PROBLEM TO SOLVE:
An identical copy of the data below is needed.

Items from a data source
===
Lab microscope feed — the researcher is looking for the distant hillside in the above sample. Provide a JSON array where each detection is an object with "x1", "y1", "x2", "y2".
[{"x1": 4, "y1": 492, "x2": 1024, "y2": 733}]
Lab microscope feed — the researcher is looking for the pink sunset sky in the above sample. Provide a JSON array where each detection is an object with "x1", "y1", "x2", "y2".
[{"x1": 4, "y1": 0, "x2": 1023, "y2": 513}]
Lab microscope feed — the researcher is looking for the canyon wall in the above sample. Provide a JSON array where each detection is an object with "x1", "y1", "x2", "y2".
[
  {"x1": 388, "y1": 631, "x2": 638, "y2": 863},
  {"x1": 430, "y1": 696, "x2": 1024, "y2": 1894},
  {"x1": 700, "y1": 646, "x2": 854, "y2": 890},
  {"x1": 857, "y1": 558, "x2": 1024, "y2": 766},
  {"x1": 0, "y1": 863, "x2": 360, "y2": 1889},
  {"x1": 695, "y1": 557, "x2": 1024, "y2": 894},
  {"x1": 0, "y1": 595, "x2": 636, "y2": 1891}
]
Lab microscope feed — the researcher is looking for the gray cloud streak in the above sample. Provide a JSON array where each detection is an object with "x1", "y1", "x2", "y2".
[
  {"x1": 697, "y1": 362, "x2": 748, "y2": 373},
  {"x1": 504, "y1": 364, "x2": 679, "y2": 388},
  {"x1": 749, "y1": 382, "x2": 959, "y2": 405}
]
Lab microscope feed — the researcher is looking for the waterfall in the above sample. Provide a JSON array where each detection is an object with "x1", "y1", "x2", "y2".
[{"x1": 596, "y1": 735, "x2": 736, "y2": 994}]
===
RESPONSE AREA:
Lab microscope feed — the researcher is looking for the distant hillside in the above sample. Provide a JSON array where each detection is an object with "x1", "y1", "x2", "y2".
[{"x1": 4, "y1": 492, "x2": 1024, "y2": 733}]
Lab microscope feed — the researcher is looking for the pink sunset sky in the above sample. Provide a JSON array where each detection is an object with "x1", "y1", "x2", "y2".
[{"x1": 4, "y1": 0, "x2": 1023, "y2": 513}]
Lab microscope feed — the researcher is looking for the canyon wall in the above sample. Provide a JSON array where each detection is an object with "x1", "y1", "x2", "y2".
[
  {"x1": 388, "y1": 631, "x2": 638, "y2": 863},
  {"x1": 430, "y1": 696, "x2": 1024, "y2": 1894},
  {"x1": 700, "y1": 646, "x2": 854, "y2": 890},
  {"x1": 857, "y1": 558, "x2": 1024, "y2": 766},
  {"x1": 0, "y1": 863, "x2": 360, "y2": 1889},
  {"x1": 695, "y1": 557, "x2": 1024, "y2": 894},
  {"x1": 0, "y1": 595, "x2": 636, "y2": 1891}
]
Lab microscope feed — the researcher is looking for the gray cloud streak in the above sample. Provide a JSON array where each detection is an object with "x1", "y1", "x2", "y2".
[
  {"x1": 697, "y1": 362, "x2": 748, "y2": 373},
  {"x1": 504, "y1": 364, "x2": 679, "y2": 388},
  {"x1": 749, "y1": 382, "x2": 959, "y2": 405}
]
Lab microscope feed — the researcher is looking for the waterfall in the above sample. Provide a JSON array where each detection is an object with "x1", "y1", "x2", "y2".
[{"x1": 596, "y1": 735, "x2": 736, "y2": 994}]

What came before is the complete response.